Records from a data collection

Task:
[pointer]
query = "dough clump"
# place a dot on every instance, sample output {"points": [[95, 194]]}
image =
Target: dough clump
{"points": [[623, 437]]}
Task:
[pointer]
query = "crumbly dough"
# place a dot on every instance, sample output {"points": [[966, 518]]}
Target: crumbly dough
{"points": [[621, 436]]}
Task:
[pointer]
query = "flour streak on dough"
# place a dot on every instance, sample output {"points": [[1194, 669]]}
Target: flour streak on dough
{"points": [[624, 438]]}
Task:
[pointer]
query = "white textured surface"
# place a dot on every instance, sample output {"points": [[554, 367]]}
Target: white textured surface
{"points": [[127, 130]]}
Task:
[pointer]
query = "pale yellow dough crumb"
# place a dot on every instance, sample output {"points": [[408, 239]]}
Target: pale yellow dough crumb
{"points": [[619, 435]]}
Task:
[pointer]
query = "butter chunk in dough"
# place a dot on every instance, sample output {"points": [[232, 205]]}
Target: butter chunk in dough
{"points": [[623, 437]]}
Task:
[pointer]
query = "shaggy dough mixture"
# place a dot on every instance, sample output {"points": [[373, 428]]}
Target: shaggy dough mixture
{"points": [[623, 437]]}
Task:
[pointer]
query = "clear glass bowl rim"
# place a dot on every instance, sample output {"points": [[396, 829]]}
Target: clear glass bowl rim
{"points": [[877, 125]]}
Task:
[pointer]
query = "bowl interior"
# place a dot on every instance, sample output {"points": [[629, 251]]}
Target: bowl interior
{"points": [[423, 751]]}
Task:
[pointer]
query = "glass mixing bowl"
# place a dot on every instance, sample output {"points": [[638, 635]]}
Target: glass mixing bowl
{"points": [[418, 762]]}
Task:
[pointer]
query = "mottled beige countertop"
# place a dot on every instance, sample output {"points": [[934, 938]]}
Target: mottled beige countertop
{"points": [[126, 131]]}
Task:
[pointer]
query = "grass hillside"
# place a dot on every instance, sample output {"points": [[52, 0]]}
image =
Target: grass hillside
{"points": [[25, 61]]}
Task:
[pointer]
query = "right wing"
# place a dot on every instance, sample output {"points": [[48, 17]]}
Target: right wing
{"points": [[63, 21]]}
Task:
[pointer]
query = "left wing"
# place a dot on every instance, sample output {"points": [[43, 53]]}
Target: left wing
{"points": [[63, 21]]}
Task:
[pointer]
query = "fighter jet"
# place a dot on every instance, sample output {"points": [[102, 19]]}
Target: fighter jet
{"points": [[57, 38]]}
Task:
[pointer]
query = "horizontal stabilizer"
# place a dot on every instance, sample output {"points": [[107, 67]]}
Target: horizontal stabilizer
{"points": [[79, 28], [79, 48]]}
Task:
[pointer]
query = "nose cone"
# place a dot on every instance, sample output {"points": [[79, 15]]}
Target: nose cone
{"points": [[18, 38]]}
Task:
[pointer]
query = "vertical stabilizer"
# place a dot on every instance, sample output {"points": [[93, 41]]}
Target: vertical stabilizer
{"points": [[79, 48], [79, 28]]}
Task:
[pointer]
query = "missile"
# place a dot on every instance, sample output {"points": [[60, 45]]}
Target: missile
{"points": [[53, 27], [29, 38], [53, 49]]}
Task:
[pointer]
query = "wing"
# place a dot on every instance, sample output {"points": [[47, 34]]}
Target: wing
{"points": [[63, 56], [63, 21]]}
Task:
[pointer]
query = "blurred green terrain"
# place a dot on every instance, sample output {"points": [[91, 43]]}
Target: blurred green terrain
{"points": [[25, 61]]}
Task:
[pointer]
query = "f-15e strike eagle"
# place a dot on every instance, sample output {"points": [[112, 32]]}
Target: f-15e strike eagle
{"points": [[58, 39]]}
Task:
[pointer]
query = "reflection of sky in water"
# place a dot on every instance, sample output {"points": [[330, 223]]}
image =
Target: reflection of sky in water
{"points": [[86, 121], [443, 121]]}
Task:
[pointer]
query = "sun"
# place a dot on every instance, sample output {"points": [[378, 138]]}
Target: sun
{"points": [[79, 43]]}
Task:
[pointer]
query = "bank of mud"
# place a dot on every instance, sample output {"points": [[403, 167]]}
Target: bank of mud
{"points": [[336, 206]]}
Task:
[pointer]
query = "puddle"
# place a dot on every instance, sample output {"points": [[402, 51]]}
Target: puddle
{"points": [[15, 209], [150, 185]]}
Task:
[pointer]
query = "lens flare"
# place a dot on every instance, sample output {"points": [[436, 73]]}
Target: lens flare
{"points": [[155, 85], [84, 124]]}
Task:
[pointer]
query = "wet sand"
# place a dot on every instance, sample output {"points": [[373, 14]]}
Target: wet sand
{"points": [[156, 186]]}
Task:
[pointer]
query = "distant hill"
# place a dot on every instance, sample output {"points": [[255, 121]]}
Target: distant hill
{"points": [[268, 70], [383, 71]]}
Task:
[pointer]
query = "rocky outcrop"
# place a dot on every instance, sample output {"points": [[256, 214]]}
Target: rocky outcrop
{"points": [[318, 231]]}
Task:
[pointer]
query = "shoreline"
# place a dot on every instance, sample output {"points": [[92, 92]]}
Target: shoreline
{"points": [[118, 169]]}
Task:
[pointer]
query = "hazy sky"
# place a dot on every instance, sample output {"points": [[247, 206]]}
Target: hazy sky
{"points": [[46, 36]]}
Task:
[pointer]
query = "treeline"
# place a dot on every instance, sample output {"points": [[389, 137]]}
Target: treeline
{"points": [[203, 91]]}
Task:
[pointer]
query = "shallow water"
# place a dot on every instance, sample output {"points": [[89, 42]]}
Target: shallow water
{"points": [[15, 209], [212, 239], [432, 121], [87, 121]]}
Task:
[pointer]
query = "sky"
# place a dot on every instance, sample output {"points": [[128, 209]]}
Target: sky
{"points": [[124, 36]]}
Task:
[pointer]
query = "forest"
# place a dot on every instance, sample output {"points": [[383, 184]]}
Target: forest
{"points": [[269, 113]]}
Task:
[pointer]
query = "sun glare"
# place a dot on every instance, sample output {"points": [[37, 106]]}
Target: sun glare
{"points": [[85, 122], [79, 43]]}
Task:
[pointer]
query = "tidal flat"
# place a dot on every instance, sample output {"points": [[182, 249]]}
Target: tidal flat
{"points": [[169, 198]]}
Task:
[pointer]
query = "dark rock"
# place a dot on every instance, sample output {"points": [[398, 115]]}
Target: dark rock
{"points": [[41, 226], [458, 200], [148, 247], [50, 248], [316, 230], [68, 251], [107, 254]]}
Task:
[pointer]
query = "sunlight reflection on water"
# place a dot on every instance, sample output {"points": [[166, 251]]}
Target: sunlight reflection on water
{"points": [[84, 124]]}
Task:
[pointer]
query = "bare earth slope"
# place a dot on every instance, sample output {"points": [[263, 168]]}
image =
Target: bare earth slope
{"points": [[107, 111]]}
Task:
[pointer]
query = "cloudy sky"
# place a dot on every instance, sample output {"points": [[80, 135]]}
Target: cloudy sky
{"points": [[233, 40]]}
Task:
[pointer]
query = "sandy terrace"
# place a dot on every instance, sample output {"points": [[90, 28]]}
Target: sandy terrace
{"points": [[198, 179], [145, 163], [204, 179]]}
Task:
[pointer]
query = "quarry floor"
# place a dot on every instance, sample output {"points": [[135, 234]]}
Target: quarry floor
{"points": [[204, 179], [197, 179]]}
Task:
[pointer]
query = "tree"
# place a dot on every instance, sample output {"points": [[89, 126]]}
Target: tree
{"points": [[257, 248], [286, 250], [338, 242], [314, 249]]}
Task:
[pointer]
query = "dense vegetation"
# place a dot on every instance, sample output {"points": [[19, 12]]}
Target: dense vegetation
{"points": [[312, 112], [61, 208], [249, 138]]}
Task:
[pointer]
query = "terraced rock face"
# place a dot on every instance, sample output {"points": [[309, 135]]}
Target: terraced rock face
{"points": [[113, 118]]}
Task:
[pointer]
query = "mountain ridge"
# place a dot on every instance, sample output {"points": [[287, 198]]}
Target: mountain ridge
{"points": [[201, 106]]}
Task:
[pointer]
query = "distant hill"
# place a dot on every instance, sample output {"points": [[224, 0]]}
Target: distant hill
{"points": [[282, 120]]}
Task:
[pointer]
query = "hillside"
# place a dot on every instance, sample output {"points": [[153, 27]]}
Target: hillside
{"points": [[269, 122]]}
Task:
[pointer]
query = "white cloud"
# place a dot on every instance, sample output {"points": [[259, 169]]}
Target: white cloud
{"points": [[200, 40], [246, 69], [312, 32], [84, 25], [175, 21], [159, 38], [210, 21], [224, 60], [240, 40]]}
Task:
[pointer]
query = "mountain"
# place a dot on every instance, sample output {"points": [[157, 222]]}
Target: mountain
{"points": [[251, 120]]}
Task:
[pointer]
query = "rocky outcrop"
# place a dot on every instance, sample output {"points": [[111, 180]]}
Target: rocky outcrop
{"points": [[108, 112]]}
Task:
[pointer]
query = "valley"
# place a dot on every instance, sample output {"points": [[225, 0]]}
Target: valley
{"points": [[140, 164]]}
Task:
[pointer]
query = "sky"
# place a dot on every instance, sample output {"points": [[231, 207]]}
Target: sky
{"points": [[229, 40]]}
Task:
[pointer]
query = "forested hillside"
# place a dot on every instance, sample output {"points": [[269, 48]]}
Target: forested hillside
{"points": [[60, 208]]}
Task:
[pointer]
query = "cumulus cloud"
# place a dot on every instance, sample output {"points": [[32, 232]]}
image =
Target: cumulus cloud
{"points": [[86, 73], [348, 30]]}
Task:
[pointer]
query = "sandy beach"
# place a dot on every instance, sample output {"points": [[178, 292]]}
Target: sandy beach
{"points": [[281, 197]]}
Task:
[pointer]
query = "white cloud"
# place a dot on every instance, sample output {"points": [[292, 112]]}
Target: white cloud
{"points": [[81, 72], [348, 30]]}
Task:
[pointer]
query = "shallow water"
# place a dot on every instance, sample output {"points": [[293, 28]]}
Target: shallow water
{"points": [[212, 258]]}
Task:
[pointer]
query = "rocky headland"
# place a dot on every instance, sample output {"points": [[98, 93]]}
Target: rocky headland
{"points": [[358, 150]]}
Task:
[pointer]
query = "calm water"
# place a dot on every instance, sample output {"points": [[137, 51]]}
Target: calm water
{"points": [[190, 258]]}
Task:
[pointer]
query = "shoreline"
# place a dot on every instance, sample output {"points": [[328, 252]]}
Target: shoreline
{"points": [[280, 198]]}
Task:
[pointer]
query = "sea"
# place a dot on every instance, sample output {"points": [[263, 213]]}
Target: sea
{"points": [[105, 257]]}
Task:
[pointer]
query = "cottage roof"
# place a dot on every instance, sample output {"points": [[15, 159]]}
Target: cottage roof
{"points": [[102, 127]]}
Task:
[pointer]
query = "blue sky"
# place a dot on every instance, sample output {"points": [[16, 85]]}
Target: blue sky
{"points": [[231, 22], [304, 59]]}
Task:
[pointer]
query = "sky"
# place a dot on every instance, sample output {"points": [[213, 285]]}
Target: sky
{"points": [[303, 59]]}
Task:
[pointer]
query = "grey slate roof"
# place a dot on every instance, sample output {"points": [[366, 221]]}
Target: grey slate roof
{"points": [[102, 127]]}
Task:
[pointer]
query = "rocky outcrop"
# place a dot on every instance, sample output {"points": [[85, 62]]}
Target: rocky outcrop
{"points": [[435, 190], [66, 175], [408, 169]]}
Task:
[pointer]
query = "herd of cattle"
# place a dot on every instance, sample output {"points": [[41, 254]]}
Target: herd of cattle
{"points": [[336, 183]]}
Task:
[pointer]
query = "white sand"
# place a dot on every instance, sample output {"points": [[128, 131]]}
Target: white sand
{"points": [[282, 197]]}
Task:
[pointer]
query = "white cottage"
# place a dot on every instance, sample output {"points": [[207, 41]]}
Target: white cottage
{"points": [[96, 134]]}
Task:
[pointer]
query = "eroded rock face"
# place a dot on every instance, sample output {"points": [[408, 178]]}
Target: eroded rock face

◆ **ASSIGNED TASK**: Show all lines above holding the word "eroded".

◆ **EXERCISE RESPONSE**:
query = "eroded rock face"
Target: eroded rock face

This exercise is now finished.